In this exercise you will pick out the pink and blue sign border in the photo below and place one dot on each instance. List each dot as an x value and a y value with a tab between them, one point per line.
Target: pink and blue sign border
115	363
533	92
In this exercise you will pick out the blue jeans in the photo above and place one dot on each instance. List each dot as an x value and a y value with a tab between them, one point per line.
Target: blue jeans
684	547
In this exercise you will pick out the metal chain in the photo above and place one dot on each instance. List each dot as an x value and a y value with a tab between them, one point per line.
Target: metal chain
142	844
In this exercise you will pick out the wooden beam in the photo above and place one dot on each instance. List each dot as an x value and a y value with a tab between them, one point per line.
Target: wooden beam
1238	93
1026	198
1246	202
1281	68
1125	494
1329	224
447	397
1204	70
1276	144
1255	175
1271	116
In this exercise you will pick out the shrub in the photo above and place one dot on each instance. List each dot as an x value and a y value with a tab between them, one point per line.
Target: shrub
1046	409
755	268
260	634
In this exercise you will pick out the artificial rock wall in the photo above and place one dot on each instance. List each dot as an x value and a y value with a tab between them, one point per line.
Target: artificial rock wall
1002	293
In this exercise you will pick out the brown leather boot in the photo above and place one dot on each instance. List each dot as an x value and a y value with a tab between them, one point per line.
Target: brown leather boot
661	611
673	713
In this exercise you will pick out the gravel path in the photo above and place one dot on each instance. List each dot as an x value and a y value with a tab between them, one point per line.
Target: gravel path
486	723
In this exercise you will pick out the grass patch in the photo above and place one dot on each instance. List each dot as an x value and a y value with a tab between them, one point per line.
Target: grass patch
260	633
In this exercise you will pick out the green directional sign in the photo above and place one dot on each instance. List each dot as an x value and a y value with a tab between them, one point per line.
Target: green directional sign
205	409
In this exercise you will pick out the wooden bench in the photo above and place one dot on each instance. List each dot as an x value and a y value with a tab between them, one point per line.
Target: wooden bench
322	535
-----
• [What you will do]:
The full listing should be output exactly, line for line.

• [Result for this task]:
In this exercise you will pick out the pink and blue sign border in the photo below and place one dot on each instance. List each dot as an x value and a y value with a tab between them, one point per line.
Target: pink and blue sign border
115	363
533	92
In this exercise you will pick out the blue jeans in the photo above and place one dot on each instance. List each dot as an x value and a y value with a tab between them, one point per line.
Target: blue jeans
684	547
In this exercise you will pick out the metal chain in the photo above and place one dot on each instance. List each dot as an x value and a y value with a tab between them, one point per line.
Target: metal chain
142	844
In this exercise you will pick out the wooden beam in the photo above and place one dot on each instance. List each dot as an x value and a y value with a tab between them, one point per line.
Target: wooden beam
1238	93
1026	198
1246	202
1281	68
1125	494
1329	224
447	397
1204	70
1276	144
1255	175
1271	116
In this exercise you will pick out the shrub in the photo above and place one dot on each instance. List each dot as an x value and a y value with a tab between them, one point per line.
Target: shrub
1046	409
755	268
260	634
In this exercise you will pick out the artificial rock wall in the photo above and place one dot on each instance. List each dot as an x value and a y value with a tab between them, one point per line.
Target: artificial rock wall
1002	293
In this exercise you will pick out the brown leather boot in the photo above and place one dot on each instance. List each dot as an x value and a y value with a tab between them, one point per line.
Target: brown leather boot
661	611
673	713
In this exercise you will pick out the gravel path in the photo above and place one dot on each instance. List each dot as an x value and a y value with a tab between them, one point per line.
Target: gravel path
486	723
In this exercise you will pick out the grass patch in the photo above and place one dot on each instance. List each dot as an x value and a y value with a tab between them, one point per line.
Target: grass patch
260	633
In this exercise you will pick out the green directional sign in the photo above and place one dot on each instance. List each dot as an x value and a y value with a tab between them, one point per line.
Target: green directional sign
205	409
In this exercise you will pick out the wooden bench in the photo above and place one dot on each instance. List each dot as an x value and a y value with a tab between them, one point per line.
Target: wooden bench
322	535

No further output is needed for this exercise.